Anger – That’s not fair.
- It’s not like you’ve ever expected anything unreasonable of me (sarcasm).
- You’re just being overly sensitive. That’s the way you always are (criticism).
- I guess you just have to have everything your way and don’t have the capacity to think about other people (contempt).
- I wouldn’t have to ask you for these things if you didn’t create so much craziness in my life (blame).
Bargaining – Okay; you might mean business, but surely we can come to some sort of an arrangement.
- What if I called on the way over, instead of not calling at all?
- OK, so I’m grounded, but can I at least go to Shirley’s birthday party?
- If you aren’t comfortable working so much overtime, how about doing overtime every other week?
Sadness* – Your boundary is making me sad.
- I thought we had a much closer relationship than this.
- I really wish I hadn’t misbehaved; being grounded stinks.
- It will be really hard for me to know how to handle things if I can’t call you every time I have a problem.
Acceptance – Okay. I’ll work within your guidelines.
Acceptance is usually a very quiet stage, marked by a relative recovery of the sadness stage, and a cautious optimism about life within the new structure.

[Region pointing records]
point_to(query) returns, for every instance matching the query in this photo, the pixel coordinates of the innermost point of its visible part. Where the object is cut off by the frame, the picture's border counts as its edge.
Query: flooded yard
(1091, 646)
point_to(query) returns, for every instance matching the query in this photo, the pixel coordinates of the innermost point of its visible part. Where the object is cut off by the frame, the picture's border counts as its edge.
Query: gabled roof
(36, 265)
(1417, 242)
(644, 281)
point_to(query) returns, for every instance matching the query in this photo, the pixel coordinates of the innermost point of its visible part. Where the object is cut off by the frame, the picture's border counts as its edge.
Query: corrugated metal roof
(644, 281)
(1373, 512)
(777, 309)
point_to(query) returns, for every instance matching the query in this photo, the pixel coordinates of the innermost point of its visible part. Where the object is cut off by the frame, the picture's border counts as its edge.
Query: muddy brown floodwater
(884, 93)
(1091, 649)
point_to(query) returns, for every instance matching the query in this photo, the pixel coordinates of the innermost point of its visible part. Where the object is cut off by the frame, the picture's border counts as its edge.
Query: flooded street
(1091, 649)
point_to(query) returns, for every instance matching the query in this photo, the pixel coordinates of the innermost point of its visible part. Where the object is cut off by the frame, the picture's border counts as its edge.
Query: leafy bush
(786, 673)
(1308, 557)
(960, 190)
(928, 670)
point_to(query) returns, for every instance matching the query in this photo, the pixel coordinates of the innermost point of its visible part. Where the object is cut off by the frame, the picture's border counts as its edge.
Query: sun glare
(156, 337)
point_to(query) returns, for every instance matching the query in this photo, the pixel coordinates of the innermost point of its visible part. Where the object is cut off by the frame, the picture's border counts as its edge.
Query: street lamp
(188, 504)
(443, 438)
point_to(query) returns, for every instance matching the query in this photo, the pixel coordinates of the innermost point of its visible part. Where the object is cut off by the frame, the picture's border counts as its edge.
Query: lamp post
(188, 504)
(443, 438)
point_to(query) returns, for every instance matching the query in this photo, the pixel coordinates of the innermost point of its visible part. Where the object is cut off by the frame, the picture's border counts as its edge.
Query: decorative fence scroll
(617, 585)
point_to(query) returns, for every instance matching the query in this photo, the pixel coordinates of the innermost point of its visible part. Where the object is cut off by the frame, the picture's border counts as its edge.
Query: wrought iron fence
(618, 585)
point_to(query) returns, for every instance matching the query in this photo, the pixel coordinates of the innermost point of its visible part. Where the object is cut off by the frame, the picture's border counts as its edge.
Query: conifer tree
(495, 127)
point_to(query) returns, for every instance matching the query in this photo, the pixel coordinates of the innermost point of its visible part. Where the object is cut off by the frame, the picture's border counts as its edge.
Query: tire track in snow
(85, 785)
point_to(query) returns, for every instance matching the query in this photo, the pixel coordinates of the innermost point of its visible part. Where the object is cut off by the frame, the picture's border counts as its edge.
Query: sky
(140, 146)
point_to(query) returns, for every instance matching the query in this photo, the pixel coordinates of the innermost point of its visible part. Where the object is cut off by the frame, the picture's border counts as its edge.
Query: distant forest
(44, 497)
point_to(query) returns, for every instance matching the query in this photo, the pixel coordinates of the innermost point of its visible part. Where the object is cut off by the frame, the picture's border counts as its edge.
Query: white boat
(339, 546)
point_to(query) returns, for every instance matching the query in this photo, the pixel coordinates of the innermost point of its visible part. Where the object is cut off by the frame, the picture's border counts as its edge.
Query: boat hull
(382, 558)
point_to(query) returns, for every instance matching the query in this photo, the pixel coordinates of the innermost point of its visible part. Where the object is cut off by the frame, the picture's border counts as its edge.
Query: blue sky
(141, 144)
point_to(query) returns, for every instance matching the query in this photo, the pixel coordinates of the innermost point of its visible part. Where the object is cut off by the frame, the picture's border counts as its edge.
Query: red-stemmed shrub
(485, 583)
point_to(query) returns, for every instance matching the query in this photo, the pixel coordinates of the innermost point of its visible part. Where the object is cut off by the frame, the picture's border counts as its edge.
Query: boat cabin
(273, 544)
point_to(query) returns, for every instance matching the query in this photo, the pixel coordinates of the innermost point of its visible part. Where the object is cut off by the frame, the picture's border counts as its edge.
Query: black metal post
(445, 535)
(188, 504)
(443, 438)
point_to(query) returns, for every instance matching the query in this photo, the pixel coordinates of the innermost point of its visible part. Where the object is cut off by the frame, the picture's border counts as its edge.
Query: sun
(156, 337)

> TASK INSTRUCTIONS
Rewrite the stretch of the text on reactions to boundaries from "- You’re just" through "relationship than this.", putting "compromise" in place of "arrangement". The records have no connection to the text.

> ANSWER
- You’re just being overly sensitive. That’s the way you always are (criticism).
- I guess you just have to have everything your way and don’t have the capacity to think about other people (contempt).
- I wouldn’t have to ask you for these things if you didn’t create so much craziness in my life (blame).
Bargaining – Okay; you might mean business, but surely we can come to some sort of an compromise.
- What if I called on the way over, instead of not calling at all?
- OK, so I’m grounded, but can I at least go to Shirley’s birthday party?
- If you aren’t comfortable working so much overtime, how about doing overtime every other week?
Sadness* – Your boundary is making me sad.
- I thought we had a much closer relationship than this.